▶ _SOURCE EXTRACT_
+ + +
# One dimension kinetics

A bicyclist is finishing his repair of a flat tire when a friend rides by with a constant speed of 3.5m/s. Two seconds later the bicylicts hops on his bike and accelerates at 2.4m/s^2 until he catches his friend.
(a) How much time does it take until he catches his friend?
(b) How far has he traveled in this time?
(c) What is his speed when he catches up?

 Capuchin Posts: 5,319, Reputation: 3601 Uber Member #2 Feb 7, 2007, 12:10 AM
This should be fairly easy using suvat equations.

In a) you need an equation for s for both cyclists, equal them to each other, and solve for t.

For the other parts you are simply doing the same, making different equations for each cyclist, making them equal and solving for the number you are looking for.
+ + +
▶ _DATA SEGMENT_
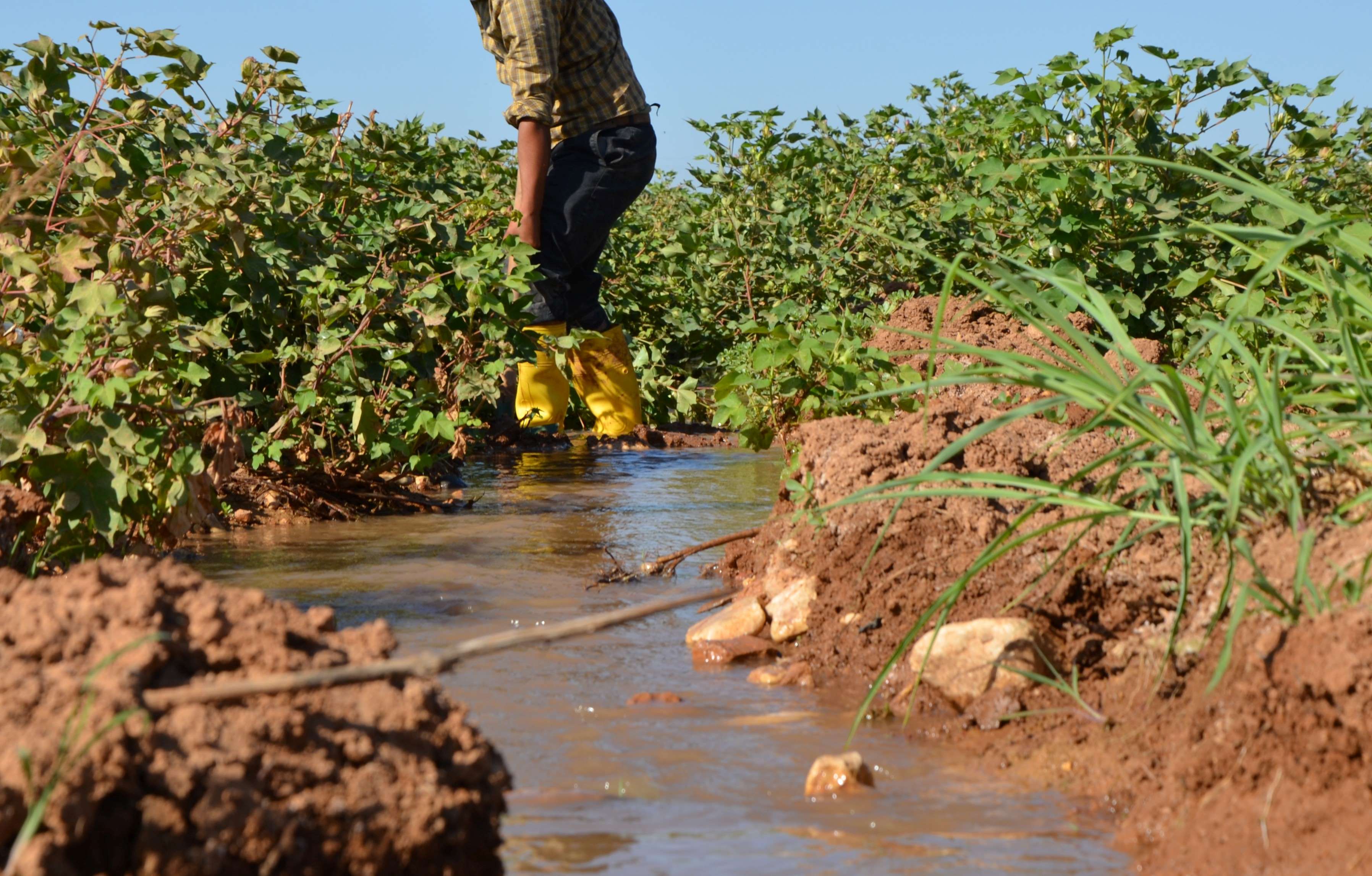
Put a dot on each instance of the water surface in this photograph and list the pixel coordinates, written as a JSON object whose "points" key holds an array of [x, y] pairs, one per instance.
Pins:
{"points": [[710, 786]]}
+ + +
▶ _WHAT TO WORK ON_
[a] Translate this sentence from the forum thread on the bicyclist catching his friend into Spanish: "This should be fairly easy using suvat equations."
[b] Continue the forum thread about the bicyclist chasing his friend, starting after its last sentence.

▶ _ANSWERS TO EACH TASK_
[a] Esto debería ser bastante fácil usando las ecuaciones SUVAT.

[b]
Let me know if you need me to go deeper than that.
 Sduduzo Posts: 2, Reputation: 10 Junior Member #3 Feb 9, 2012, 05:07 AM
If sound travels at a constant speed of 343m/s in air, how much time (in seconds) does it take for the sound of thunder to travel 1609 m?
 Sduduzo Posts: 2, Reputation: 10 Junior Member #4 Feb 9, 2012, 05:18 AM
(a)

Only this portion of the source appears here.